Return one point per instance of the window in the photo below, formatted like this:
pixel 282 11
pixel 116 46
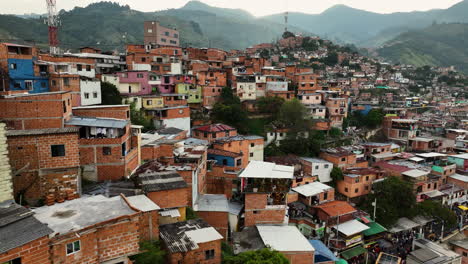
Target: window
pixel 209 254
pixel 73 247
pixel 13 261
pixel 57 150
pixel 28 85
pixel 124 149
pixel 106 151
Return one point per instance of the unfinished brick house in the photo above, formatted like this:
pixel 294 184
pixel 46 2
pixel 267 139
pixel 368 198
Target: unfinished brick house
pixel 168 190
pixel 214 209
pixel 213 132
pixel 191 242
pixel 108 144
pixel 23 238
pixel 45 163
pixel 265 187
pixel 358 181
pixel 36 111
pixel 83 235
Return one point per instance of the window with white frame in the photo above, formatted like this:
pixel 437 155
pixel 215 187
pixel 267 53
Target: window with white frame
pixel 73 247
pixel 28 85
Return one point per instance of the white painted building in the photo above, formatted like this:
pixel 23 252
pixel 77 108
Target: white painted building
pixel 320 168
pixel 90 91
pixel 111 78
pixel 277 86
pixel 247 90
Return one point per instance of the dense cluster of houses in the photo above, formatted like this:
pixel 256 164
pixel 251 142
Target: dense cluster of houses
pixel 94 186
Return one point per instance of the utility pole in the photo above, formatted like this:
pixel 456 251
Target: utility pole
pixel 375 207
pixel 53 23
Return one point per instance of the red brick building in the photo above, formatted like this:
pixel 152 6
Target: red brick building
pixel 265 204
pixel 97 229
pixel 109 146
pixel 214 209
pixel 46 163
pixel 213 132
pixel 191 242
pixel 23 238
pixel 36 111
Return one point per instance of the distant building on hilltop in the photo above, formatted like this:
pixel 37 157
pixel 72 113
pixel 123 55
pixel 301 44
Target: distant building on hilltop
pixel 157 35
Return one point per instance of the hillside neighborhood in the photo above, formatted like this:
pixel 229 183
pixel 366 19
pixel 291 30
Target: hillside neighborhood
pixel 295 151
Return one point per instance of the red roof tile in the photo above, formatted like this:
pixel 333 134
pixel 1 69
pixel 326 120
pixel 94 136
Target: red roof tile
pixel 336 208
pixel 214 128
pixel 224 153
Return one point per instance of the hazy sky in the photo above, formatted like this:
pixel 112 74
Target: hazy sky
pixel 256 7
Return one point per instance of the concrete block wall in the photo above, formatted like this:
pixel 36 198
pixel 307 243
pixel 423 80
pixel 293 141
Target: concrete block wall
pixel 6 186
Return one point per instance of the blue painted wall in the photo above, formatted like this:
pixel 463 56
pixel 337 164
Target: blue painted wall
pixel 219 160
pixel 25 71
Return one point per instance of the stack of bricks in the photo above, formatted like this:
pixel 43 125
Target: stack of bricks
pixel 6 186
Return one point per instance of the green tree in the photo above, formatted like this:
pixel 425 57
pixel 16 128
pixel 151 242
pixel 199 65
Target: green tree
pixel 229 111
pixel 152 253
pixel 288 34
pixel 374 118
pixel 436 210
pixel 270 105
pixel 293 115
pixel 262 256
pixel 336 175
pixel 110 94
pixel 331 59
pixel 395 199
pixel 138 117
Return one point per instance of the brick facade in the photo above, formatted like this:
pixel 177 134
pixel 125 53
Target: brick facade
pixel 34 252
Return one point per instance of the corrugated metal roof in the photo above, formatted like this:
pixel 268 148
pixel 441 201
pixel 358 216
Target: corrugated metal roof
pixel 142 203
pixel 351 227
pixel 284 238
pixel 46 131
pixel 170 212
pixel 267 170
pixel 212 203
pixel 97 122
pixel 312 189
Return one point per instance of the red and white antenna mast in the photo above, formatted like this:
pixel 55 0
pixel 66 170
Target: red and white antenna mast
pixel 53 23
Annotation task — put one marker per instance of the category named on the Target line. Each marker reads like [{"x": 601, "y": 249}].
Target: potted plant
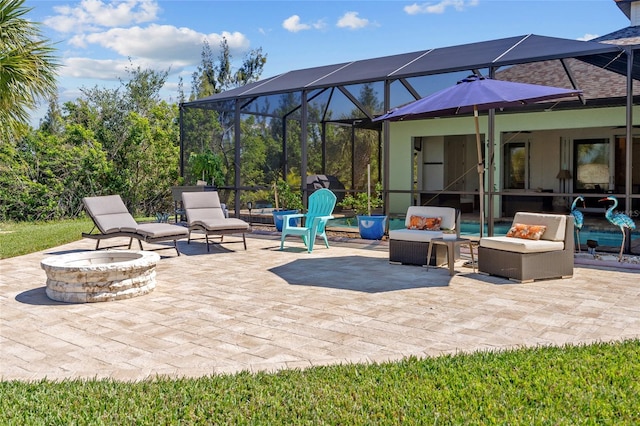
[
  {"x": 206, "y": 166},
  {"x": 371, "y": 226},
  {"x": 287, "y": 201}
]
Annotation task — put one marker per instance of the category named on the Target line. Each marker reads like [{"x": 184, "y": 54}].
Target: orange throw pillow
[
  {"x": 425, "y": 223},
  {"x": 526, "y": 232}
]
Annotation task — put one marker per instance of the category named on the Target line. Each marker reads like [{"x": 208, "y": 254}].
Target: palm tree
[{"x": 27, "y": 68}]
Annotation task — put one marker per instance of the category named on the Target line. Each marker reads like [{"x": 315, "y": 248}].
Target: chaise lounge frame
[
  {"x": 112, "y": 219},
  {"x": 205, "y": 214}
]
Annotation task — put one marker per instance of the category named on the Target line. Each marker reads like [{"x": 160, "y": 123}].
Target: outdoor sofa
[
  {"x": 520, "y": 258},
  {"x": 409, "y": 246},
  {"x": 112, "y": 219}
]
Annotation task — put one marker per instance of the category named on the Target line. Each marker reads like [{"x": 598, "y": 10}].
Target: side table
[{"x": 450, "y": 244}]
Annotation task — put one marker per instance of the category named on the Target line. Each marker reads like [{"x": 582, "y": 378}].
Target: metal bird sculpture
[
  {"x": 618, "y": 219},
  {"x": 578, "y": 218}
]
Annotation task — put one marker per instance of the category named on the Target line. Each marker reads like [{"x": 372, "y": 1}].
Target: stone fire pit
[{"x": 100, "y": 276}]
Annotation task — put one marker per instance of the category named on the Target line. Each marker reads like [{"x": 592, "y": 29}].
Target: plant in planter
[
  {"x": 287, "y": 201},
  {"x": 207, "y": 166},
  {"x": 371, "y": 227}
]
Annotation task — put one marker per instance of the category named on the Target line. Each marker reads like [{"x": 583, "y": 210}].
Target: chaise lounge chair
[
  {"x": 111, "y": 217},
  {"x": 205, "y": 214}
]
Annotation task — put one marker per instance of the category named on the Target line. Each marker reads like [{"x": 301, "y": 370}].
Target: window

Task -> Could you copy the lines above exactly and skip the images?

Answer to the problem ->
Return one point per instance of the window in the photo below, formatted like this:
pixel 282 11
pixel 116 46
Target: window
pixel 209 254
pixel 73 247
pixel 13 261
pixel 57 150
pixel 28 85
pixel 124 149
pixel 106 151
Return one point per instance of the unfinished brick house in the photo above, formatted like this:
pixel 294 184
pixel 46 2
pixel 267 139
pixel 368 198
Target: unfinished brick house
pixel 168 190
pixel 214 209
pixel 213 132
pixel 191 242
pixel 108 144
pixel 23 238
pixel 45 163
pixel 265 187
pixel 358 181
pixel 36 111
pixel 83 235
Return one point per instance of the window with white frame in the photo above, formatted like this:
pixel 437 155
pixel 215 187
pixel 267 53
Target: window with white frame
pixel 73 247
pixel 28 85
Return one point per instance of the white painted building in the photo above, formatted like this:
pixel 23 252
pixel 77 108
Target: white painted building
pixel 320 168
pixel 90 91
pixel 111 78
pixel 277 86
pixel 247 90
Return one point per instance of the dense cluster of houses in the photo above, formatted like this:
pixel 256 164
pixel 251 142
Target: dense cluster of houses
pixel 94 186
Return one point per instance of the utility pole in the photo above, formatted like this:
pixel 456 251
Target: utility pole
pixel 375 207
pixel 53 23
Return one point per instance of the red brick building in the photo above, formatted like this:
pixel 152 6
Target: red brick building
pixel 265 204
pixel 97 229
pixel 109 146
pixel 214 209
pixel 46 163
pixel 213 132
pixel 191 242
pixel 23 238
pixel 36 111
Return one point per instance of the distant building on hilltop in the photo above, formatted like this:
pixel 37 157
pixel 72 113
pixel 123 55
pixel 301 44
Target: distant building on hilltop
pixel 157 35
Return one point per instance of the hillside neighborhood in the photo above, formatted like this:
pixel 229 183
pixel 366 19
pixel 291 30
Target: hillside neighborhood
pixel 295 151
Return one point per instance of the red roof tile in the photo above, formatted like this:
pixel 333 134
pixel 1 69
pixel 326 120
pixel 94 136
Target: red roof tile
pixel 336 208
pixel 214 128
pixel 224 153
Return one point per instance of the hazy sky in the photo above, formatted like this:
pixel 112 74
Target: hazy sky
pixel 256 7
Return one point per instance of the concrete block wall in the photo above, formatted like this:
pixel 36 198
pixel 307 243
pixel 423 80
pixel 293 141
Target: concrete block wall
pixel 6 186
Return one point per instance of the blue painted wall in the photo above, formatted like this:
pixel 463 56
pixel 337 164
Target: blue painted wall
pixel 219 160
pixel 25 71
Return one point per instance of the stack of bricks in the photo above, formatted like this:
pixel 43 125
Target: stack of bricks
pixel 6 186
Return one point per instance of the green tree in the photo above, formatted like this:
pixel 425 57
pixel 16 128
pixel 151 242
pixel 199 65
Target: green tree
pixel 229 111
pixel 152 253
pixel 288 34
pixel 374 118
pixel 436 210
pixel 270 105
pixel 293 115
pixel 262 256
pixel 336 175
pixel 110 94
pixel 331 59
pixel 395 199
pixel 138 117
Return one point per instance of the brick facade in the photo above, formatted like this:
pixel 177 134
pixel 125 53
Target: brick facade
pixel 34 252
Return one point per instance of the corrugated metal roof in the photo above, formatted like this:
pixel 268 148
pixel 441 201
pixel 358 216
Target: corrugated metal roof
pixel 142 203
pixel 351 227
pixel 284 238
pixel 46 131
pixel 170 212
pixel 267 170
pixel 212 203
pixel 97 122
pixel 312 189
Return one point per instance of the red and white antenna mast in the photo above, formatted like this:
pixel 55 0
pixel 66 170
Target: red and white antenna mast
pixel 53 23
Annotation task — put one marker per instance of the category named on the Target line. Each marker reads like [{"x": 601, "y": 249}].
Target: potted plant
[
  {"x": 206, "y": 166},
  {"x": 371, "y": 226},
  {"x": 287, "y": 201}
]
Annotation task — put one marker per instance of the category named on the Target line. Each marker reads like [{"x": 184, "y": 54}].
Target: orange throw pillow
[
  {"x": 425, "y": 223},
  {"x": 526, "y": 232}
]
Annotation task — put one marker per instance of the category named on the Target line. Each marker reads like [{"x": 208, "y": 254}].
Target: palm tree
[{"x": 27, "y": 68}]
Annotation task — put one marker per instance of the category named on the Target line. Each marker reads like [{"x": 315, "y": 248}].
Target: chaise lounge frame
[
  {"x": 112, "y": 219},
  {"x": 205, "y": 214}
]
Annotation task — put one marker per instance of the category named on the Target line. Each marker reads like [{"x": 160, "y": 123}].
Target: outdoor sofa
[
  {"x": 520, "y": 258},
  {"x": 409, "y": 246},
  {"x": 112, "y": 219}
]
Annotation task — put one marker per instance of the category named on the Target line. Each marker reads like [{"x": 598, "y": 10}].
Target: side table
[{"x": 450, "y": 244}]
Annotation task — put one marker per instance of the category named on the Target line. Each marker reads like [{"x": 582, "y": 378}].
Target: metal bird sculpture
[
  {"x": 618, "y": 219},
  {"x": 578, "y": 218}
]
Annotation task — put one marker per instance of the category named on the Target line. Each marker reads like [{"x": 372, "y": 1}].
Target: stone fire pit
[{"x": 100, "y": 276}]
Annotation task — put one marker per instance of the category named on the Target line. Each marker reads like [{"x": 592, "y": 29}].
Target: plant in planter
[
  {"x": 287, "y": 201},
  {"x": 207, "y": 166},
  {"x": 371, "y": 227}
]
Annotation task — put one marker per instance of the category named on the Target line. Each marker reads like [{"x": 583, "y": 210}].
Target: chaise lounge chair
[
  {"x": 111, "y": 217},
  {"x": 205, "y": 214}
]
Annotation task — put one marker per instance of the category named on the Target line. Each marker reads like [{"x": 301, "y": 370}].
Target: window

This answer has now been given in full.